Die Geschichte der V-Frau des baden-württembergischen Verfassungsschutzes mit dem Decknamen »Krokus« ist in vielerlei Hinsicht ungewöhnlich. Sie wurde nicht im Rahmen eines Konzessionsangebots »angeworben«. Das ist die weitaus beliebteste Methode, Spitzel zu gewinnen. Man nutzt ein drohendes, laufendes Strafverfahren und bietet der betreffenden Person an, dieses einzustellen, wenn sie mit dem Verfassungsschutz zusammenarbeitet. Petra Senghaas wollte hingegen aus freien Stücken und aus Überzeugung etwas gegen Neonazis unternehmen. Anlass war ihre gute Freundin Sigrun H., die sich – zu Senghaas’ Ärger – mit dem NPD-Funktionär Matthias Brodbeck liiert hatte.

▸ **GESTELLTES ZIEL 1**: Welchen Decknamen trug die V-Frau des baden-württembergischen Verfassungsschutzes laut dem Textauszug?
▸ **GESTELLTES ZIEL 2**: Schreiben Sie aus dem Textauszug alles von „Die Geschichte der“ bis hinunter zu „Brodbeck liiert hatte.“ wortgetreu ab.
Stützen Sie sich ausschließlich auf den Textauszug.

▸ **EXTRAHIERTE DATENSÄTZE**:
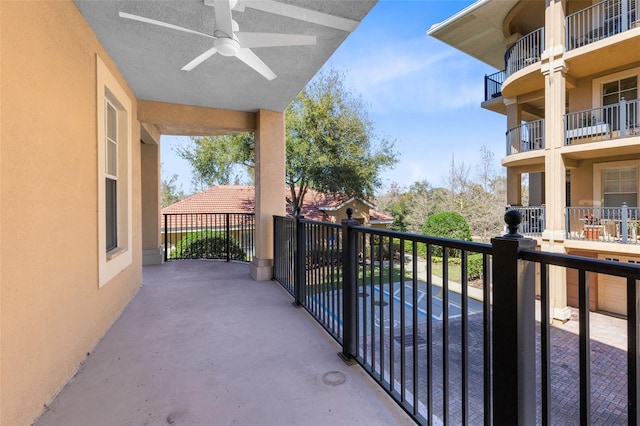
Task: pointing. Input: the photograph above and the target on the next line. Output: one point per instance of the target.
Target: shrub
(447, 225)
(207, 245)
(421, 248)
(474, 266)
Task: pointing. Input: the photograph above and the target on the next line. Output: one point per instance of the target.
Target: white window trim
(598, 196)
(597, 94)
(112, 263)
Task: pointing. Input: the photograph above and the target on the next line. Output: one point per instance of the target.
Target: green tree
(331, 146)
(447, 225)
(170, 193)
(220, 160)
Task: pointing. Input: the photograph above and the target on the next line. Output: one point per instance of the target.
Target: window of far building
(620, 185)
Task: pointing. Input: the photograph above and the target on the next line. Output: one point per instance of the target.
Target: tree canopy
(331, 146)
(479, 198)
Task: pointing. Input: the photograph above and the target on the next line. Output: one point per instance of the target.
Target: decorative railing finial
(513, 219)
(349, 213)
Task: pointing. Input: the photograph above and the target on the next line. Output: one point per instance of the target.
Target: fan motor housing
(226, 46)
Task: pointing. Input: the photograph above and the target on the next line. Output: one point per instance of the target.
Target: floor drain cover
(333, 378)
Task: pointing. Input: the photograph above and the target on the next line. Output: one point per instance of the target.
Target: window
(609, 91)
(111, 176)
(620, 185)
(613, 91)
(114, 176)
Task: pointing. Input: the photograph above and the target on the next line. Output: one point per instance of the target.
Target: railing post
(623, 117)
(624, 224)
(514, 368)
(227, 239)
(299, 258)
(349, 289)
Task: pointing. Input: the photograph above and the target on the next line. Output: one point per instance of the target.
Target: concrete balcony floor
(202, 343)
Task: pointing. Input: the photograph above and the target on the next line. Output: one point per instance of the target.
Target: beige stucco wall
(52, 312)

▸ **RICHTIGE ANTWORT 1**: »Krokus«

▸ **RICHTIGE ANTWORT 2**:
Die Geschichte der V-Frau des baden-württembergischen Verfassungsschutzes mit dem Decknamen »Krokus« ist in vielerlei Hinsicht ungewöhnlich. Sie wurde nicht im Rahmen eines Konzessionsangebots »angeworben«. Das ist die weitaus beliebteste Methode, Spitzel zu gewinnen. Man nutzt ein drohendes, laufendes Strafverfahren und bietet der betreffenden Person an, dieses einzustellen, wenn sie mit dem Verfassungsschutz zusammenarbeitet. Petra Senghaas wollte hingegen aus freien Stücken und aus Überzeugung etwas gegen Neonazis unternehmen. Anlass war ihre gute Freundin Sigrun H., die sich – zu Senghaas’ Ärger – mit dem NPD-Funktionär Matthias Brodbeck liiert hatte.